Copy nothing but the lines below running from the line containing "of the chair" through the line containing "the seated woman", both end lines included.

▶ **Available records**
◆ ◆ ◆ ◆ ◆ ◆ ◆
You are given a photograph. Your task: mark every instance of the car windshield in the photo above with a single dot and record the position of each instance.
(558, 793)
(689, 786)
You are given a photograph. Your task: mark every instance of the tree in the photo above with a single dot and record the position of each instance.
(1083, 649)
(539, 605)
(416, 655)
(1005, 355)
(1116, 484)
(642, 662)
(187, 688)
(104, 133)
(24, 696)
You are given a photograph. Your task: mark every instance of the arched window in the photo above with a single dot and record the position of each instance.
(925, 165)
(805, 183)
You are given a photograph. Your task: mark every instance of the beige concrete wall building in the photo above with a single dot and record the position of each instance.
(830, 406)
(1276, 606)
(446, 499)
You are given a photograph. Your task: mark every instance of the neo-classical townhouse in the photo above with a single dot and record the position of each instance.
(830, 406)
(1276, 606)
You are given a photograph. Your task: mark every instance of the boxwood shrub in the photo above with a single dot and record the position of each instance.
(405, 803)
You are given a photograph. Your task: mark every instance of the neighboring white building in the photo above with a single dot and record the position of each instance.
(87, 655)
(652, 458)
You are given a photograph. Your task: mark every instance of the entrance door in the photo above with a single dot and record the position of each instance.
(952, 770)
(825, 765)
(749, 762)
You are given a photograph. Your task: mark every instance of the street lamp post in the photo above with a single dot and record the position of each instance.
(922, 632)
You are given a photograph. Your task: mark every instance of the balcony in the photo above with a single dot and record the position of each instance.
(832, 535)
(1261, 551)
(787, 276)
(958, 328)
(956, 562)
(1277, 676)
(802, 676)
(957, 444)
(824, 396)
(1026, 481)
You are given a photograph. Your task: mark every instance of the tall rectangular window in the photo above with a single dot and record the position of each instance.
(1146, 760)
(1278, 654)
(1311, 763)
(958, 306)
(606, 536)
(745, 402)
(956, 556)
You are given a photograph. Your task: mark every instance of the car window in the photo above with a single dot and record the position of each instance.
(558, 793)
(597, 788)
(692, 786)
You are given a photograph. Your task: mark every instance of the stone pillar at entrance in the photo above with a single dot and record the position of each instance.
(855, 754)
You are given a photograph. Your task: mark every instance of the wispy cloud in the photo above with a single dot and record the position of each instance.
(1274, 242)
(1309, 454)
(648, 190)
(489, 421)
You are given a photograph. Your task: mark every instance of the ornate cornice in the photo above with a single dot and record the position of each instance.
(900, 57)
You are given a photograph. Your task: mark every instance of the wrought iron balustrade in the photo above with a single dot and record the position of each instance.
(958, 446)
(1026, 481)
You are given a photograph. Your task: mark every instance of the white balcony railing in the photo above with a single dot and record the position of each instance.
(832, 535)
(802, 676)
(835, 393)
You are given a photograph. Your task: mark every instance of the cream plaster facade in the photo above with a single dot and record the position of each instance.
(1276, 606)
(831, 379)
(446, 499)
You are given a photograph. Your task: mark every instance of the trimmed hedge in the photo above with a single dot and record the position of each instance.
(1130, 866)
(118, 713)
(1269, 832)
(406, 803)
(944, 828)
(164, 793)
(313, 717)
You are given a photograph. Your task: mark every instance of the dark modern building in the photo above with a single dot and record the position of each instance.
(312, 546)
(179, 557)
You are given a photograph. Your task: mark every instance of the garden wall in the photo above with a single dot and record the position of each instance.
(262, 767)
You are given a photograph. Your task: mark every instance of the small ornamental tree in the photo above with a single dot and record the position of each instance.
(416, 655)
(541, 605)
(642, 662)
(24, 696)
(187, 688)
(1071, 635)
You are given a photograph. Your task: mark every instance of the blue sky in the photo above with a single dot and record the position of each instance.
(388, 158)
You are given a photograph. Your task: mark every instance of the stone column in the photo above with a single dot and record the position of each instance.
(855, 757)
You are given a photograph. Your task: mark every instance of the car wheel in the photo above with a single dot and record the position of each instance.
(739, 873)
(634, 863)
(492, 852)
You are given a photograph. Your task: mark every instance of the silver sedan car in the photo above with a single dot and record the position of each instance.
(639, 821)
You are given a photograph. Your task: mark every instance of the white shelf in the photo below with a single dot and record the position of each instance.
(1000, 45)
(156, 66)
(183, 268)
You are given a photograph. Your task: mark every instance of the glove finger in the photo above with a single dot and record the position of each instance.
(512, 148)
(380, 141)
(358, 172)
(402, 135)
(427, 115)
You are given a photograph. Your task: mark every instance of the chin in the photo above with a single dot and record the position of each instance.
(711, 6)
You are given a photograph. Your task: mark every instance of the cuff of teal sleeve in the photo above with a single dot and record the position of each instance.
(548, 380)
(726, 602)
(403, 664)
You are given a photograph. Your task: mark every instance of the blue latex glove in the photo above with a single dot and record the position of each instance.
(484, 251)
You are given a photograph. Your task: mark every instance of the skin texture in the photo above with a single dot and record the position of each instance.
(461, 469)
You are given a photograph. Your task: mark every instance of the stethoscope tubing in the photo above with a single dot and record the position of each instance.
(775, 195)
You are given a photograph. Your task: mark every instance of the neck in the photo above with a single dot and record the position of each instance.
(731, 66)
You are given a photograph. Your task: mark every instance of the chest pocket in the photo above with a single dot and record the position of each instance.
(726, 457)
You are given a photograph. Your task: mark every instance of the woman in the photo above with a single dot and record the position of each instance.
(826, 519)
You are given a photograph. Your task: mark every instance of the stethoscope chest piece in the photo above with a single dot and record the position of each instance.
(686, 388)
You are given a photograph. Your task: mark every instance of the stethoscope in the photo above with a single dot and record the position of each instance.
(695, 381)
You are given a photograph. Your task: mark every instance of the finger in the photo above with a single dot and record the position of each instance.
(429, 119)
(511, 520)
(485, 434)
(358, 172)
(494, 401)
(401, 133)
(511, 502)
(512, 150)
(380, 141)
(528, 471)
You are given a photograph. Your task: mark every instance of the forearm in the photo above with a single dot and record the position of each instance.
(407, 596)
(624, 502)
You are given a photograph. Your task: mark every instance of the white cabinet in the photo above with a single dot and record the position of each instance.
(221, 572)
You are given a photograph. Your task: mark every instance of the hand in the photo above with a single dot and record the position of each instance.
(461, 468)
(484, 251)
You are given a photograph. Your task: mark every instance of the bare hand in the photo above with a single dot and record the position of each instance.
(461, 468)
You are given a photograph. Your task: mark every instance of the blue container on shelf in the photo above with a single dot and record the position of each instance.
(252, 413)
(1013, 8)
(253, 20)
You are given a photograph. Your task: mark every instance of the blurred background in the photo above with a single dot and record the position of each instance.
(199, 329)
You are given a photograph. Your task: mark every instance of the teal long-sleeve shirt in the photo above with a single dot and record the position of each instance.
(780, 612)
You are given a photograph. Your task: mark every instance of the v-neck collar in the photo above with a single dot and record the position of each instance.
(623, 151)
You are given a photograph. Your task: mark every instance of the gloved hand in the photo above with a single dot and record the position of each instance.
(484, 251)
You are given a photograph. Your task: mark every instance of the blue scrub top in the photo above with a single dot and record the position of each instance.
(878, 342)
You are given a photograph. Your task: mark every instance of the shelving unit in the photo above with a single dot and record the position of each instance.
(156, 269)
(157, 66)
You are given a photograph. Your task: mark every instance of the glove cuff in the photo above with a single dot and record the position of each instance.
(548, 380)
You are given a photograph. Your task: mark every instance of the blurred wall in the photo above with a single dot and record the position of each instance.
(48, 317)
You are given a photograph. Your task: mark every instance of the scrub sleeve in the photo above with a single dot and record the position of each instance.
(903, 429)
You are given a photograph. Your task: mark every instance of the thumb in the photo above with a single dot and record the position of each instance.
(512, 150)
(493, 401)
◆ ◆ ◆ ◆ ◆ ◆ ◆
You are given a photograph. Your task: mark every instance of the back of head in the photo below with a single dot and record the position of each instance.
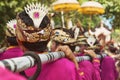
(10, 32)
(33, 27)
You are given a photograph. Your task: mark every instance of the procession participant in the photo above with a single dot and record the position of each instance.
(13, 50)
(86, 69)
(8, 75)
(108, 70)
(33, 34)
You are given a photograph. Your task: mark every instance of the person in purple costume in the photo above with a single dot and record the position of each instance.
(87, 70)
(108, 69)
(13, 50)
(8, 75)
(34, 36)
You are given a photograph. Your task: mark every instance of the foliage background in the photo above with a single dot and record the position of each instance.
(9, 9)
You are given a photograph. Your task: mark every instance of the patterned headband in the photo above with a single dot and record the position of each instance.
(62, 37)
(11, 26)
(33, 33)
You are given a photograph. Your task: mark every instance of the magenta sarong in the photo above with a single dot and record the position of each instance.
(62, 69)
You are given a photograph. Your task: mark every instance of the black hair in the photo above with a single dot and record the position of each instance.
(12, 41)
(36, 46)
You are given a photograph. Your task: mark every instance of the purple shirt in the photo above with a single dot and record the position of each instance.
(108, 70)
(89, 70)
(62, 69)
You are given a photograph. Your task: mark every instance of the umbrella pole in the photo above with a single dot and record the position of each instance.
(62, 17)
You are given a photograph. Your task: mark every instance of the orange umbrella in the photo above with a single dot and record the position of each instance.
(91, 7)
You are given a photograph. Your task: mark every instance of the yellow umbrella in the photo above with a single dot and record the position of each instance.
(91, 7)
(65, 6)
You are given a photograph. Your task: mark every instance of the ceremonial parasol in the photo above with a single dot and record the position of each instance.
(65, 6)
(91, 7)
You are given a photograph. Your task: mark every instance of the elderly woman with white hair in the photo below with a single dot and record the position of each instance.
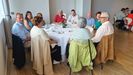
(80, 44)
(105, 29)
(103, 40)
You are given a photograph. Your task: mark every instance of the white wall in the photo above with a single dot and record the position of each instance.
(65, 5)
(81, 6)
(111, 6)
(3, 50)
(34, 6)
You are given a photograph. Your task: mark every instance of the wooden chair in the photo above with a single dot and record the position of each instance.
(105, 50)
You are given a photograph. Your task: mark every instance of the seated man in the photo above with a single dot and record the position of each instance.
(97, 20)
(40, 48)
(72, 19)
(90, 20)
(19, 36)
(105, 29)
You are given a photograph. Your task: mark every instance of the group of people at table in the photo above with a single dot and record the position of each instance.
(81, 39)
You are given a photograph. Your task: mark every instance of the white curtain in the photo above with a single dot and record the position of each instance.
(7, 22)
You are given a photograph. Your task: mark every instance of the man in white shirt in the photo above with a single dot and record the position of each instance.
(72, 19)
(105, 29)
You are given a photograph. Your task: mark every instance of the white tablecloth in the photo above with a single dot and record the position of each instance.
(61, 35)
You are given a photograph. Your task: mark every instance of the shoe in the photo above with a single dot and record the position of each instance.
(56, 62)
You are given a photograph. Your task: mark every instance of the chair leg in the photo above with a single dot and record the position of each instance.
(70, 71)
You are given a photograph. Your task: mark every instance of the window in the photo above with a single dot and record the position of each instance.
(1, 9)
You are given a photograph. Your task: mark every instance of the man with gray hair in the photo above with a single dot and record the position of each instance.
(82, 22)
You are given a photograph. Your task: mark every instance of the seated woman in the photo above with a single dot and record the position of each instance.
◆ ◆ ◆ ◆ ◆ ◆ ◆
▶ **Task solution**
You are given a photograph. Your task: mark every instance of the chair leg in the photo above with a single dot and record the position of each instance.
(70, 71)
You are given a photograph. Your task: mark every instance of the window in the photo above with a single dot and record the position of each instance.
(1, 9)
You are given a photograph. Your task: mark every instance of the man with gray hair in the photo above with a single dot and record the position of each instance.
(82, 22)
You are given a photograph. Your task: mark every instance of the seated woman in the photo above with a single dot and record the position of each instance.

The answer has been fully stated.